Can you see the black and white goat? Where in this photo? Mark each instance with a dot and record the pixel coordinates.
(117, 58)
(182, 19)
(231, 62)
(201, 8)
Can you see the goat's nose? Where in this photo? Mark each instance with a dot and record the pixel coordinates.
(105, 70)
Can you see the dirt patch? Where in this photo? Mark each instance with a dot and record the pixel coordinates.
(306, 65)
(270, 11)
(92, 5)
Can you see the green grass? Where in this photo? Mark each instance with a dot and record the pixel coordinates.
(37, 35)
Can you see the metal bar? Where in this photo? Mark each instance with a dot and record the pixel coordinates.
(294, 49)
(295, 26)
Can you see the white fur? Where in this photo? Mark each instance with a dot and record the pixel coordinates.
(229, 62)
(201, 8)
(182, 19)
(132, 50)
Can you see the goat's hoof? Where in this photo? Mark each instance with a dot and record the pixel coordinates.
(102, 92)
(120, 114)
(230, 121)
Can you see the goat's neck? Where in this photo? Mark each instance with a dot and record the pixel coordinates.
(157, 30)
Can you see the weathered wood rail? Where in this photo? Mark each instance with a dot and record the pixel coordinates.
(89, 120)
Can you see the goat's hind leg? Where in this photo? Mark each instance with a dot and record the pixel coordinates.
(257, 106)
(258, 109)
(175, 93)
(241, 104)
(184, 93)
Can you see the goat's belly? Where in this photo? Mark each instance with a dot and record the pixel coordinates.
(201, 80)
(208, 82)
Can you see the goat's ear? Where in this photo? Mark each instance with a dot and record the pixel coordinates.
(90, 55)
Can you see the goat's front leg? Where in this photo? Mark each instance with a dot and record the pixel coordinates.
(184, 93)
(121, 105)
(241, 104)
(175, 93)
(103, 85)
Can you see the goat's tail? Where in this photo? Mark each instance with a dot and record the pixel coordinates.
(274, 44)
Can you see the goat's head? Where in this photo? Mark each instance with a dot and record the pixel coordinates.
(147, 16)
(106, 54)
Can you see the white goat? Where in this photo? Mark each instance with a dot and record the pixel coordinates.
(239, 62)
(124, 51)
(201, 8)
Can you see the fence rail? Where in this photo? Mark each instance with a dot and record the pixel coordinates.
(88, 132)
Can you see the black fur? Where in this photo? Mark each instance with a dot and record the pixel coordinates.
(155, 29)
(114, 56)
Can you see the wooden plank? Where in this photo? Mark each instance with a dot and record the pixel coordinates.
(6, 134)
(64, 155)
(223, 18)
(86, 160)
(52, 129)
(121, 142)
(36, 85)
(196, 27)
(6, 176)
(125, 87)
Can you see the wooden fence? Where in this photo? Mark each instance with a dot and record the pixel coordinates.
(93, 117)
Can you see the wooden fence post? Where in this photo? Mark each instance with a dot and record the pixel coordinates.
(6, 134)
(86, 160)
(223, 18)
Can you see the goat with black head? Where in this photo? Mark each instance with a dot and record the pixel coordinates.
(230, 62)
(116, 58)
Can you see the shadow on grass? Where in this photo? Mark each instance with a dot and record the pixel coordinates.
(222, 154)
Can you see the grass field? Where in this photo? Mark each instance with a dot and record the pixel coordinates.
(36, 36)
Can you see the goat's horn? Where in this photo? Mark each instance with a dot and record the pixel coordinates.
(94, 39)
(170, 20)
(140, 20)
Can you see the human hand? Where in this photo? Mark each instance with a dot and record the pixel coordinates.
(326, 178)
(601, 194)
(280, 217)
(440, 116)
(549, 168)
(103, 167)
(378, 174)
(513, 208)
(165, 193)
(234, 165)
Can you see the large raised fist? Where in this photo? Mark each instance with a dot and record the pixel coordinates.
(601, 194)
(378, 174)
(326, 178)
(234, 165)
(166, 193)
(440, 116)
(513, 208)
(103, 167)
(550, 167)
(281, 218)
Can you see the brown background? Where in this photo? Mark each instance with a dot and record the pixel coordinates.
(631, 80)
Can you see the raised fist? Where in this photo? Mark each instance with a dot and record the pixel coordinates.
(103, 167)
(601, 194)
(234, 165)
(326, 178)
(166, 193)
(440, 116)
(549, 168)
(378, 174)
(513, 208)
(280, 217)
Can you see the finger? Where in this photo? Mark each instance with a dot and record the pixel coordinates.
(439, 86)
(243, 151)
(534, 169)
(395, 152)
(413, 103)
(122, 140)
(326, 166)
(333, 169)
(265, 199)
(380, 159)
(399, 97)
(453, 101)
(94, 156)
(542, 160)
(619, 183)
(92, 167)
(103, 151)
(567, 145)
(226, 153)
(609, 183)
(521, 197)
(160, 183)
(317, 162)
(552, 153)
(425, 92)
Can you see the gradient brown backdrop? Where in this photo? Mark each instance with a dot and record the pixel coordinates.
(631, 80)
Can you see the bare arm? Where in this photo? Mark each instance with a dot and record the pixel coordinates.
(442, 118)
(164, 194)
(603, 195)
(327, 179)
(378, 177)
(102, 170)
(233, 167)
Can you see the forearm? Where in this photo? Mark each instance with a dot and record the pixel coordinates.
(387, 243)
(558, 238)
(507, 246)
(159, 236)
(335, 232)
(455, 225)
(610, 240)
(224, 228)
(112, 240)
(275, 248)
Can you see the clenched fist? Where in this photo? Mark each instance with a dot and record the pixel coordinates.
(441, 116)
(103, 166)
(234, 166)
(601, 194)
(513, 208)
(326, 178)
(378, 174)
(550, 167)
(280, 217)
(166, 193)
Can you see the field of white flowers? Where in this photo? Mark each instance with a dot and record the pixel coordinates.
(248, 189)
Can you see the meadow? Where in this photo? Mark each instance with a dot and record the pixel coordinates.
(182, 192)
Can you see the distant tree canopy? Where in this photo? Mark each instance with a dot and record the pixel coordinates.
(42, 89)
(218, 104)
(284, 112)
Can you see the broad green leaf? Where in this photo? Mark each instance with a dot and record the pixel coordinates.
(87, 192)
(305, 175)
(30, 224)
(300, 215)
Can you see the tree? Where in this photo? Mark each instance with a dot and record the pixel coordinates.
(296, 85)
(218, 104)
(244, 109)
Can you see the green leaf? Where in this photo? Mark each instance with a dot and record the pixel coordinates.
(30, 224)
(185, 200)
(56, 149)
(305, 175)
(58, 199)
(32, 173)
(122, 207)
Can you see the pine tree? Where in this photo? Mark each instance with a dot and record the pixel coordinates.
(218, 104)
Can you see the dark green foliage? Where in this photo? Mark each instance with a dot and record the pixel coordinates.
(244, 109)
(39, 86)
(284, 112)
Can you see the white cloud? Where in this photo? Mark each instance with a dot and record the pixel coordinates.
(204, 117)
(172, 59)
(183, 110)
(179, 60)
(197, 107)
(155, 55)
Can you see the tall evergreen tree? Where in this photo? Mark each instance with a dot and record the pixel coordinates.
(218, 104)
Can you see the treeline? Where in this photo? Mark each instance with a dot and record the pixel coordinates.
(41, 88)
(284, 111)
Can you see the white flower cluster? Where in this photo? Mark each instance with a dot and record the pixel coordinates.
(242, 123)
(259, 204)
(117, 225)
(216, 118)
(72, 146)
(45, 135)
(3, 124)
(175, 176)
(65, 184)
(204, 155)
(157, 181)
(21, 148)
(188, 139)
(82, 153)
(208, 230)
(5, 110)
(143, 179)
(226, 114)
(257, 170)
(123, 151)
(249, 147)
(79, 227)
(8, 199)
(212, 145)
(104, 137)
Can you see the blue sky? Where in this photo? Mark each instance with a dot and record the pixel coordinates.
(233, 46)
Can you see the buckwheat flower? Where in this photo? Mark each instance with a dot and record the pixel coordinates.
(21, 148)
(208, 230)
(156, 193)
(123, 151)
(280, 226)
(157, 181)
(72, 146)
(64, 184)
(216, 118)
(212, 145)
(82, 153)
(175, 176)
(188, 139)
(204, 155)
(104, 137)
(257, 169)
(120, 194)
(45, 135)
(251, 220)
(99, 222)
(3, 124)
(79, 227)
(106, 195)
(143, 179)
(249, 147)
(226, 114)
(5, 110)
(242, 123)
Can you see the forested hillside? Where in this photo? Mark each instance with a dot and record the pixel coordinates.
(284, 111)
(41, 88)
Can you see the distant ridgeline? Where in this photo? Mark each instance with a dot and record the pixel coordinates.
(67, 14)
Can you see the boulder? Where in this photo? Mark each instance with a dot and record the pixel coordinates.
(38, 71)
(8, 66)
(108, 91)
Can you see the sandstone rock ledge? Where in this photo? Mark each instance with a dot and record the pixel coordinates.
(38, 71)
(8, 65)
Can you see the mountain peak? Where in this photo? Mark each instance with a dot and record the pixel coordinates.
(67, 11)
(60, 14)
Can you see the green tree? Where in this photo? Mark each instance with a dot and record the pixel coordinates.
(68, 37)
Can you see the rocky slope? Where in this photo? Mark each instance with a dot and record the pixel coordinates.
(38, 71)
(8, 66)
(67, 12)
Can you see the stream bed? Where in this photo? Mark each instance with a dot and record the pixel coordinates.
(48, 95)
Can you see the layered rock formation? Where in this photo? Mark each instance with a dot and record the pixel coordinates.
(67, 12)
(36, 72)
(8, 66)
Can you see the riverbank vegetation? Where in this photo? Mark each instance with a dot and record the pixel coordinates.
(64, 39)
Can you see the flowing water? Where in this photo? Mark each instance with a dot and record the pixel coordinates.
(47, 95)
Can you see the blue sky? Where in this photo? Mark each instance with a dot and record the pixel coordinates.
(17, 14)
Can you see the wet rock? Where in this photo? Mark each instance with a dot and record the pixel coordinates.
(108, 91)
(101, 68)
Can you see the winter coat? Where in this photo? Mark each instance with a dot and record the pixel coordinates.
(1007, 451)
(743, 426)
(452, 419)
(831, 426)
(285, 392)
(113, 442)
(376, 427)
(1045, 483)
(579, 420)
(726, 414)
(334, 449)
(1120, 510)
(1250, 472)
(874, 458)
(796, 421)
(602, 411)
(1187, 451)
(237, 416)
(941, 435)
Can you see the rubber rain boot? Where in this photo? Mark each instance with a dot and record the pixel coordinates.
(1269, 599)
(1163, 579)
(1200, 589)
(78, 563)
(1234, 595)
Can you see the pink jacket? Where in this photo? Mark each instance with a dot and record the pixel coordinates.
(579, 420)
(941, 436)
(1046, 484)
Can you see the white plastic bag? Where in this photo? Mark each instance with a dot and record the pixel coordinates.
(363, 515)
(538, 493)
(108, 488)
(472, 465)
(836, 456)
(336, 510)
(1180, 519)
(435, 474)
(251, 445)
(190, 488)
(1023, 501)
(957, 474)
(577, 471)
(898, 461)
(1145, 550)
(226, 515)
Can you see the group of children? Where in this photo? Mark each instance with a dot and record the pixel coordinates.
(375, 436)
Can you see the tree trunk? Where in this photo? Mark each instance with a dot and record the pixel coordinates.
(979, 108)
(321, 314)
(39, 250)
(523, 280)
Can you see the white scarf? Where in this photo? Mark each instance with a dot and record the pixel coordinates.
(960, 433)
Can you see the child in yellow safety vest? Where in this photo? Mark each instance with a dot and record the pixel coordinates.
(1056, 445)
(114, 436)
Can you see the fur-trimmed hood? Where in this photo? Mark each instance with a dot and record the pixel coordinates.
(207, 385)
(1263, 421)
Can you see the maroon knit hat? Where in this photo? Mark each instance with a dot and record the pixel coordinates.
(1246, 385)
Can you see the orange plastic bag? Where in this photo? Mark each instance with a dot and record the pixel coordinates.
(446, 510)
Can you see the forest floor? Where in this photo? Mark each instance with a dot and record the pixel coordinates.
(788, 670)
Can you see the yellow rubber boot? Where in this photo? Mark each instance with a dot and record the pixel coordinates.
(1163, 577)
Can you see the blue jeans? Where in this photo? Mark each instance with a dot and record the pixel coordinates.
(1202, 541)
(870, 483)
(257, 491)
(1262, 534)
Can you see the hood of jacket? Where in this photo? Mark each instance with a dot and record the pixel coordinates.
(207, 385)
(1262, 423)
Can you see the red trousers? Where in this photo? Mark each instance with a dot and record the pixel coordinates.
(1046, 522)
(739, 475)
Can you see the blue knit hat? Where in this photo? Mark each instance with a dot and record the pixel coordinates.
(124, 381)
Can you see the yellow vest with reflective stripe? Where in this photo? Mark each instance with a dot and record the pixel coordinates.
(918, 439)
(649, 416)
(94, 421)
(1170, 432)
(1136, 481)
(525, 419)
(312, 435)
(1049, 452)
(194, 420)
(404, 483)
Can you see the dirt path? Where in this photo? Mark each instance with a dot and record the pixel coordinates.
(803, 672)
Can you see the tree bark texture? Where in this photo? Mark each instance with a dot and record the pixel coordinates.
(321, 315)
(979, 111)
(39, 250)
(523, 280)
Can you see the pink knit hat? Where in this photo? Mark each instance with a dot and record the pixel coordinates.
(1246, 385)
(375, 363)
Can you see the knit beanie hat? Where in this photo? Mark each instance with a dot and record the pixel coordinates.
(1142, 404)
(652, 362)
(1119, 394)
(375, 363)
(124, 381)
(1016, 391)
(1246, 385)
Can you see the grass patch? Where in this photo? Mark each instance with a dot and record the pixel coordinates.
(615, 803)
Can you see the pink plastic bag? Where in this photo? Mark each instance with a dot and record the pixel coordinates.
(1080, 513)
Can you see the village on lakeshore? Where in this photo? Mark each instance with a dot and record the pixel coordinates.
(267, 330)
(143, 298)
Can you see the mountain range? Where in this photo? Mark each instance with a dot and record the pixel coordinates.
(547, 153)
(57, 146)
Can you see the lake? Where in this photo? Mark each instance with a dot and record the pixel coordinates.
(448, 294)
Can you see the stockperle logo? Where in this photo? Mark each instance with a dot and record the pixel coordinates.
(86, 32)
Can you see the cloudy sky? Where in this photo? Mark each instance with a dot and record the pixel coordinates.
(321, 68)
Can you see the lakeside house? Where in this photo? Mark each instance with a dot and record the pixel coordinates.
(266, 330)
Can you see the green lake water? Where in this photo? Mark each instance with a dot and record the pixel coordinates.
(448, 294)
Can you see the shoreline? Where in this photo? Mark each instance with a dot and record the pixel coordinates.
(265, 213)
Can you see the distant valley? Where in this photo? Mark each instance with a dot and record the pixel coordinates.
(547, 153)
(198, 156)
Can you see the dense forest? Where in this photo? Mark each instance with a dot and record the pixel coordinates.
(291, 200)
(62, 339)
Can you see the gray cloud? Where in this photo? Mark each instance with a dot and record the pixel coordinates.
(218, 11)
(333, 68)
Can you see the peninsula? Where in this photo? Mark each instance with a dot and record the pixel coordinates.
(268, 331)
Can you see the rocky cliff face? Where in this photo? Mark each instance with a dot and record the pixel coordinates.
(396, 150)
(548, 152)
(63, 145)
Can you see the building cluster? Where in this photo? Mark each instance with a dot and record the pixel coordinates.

= WORK INSTRUCTIONS =
Everything from the line containing "Can you see the mountain range?" to the final line of the entries above should be output exactly, and nothing more.

= EXERCISE ANSWER =
Can you see the mountain range? Where in this photo? Mark each instance with a dot and record the pixel coordinates.
(547, 153)
(57, 146)
Can you see the lake? Where in this photo? Mark each instance with a dot and record the pixel coordinates.
(448, 294)
Can you see the stockperle logo? Where in this photo? Mark each instance with a dot and record the pixel coordinates.
(86, 32)
Can you see the cloudy sky? Where in this photo? Mark each instance with a dot and record the pixel coordinates.
(321, 68)
Can you see the lakeside house? Where in this photo? Mark each instance with a dot and record the pixel coordinates.
(266, 330)
Can you see the green lake water? Where in this photo? Mark each instance with a dot and record the pixel coordinates.
(448, 294)
Can you see the shoreline? Where in this photo? Mark each instance with a dot and record the pixel coordinates.
(265, 213)
Can you see the distant valley? Where in this photo? Mark each instance with a dot and record the pixel coordinates.
(547, 153)
(198, 156)
Can you see the dense forest? Where in this photo? Mark each instance with a dot and record the pixel coordinates.
(291, 200)
(62, 339)
Can you see the gray cloud? Where in this photo? Mark each instance with a dot and record the pixel coordinates.
(218, 11)
(333, 68)
Can you see the peninsula? Where in this photo? Mark each instance with a dot and record the pixel coordinates.
(268, 331)
Can you see the rocky cliff face? Where in this photo? Mark each instance with a dot and record the pixel coordinates.
(396, 150)
(548, 152)
(63, 145)
Can you see the building cluster? Where in this photo? Mark each instance with a dot and record the pixel coordinates.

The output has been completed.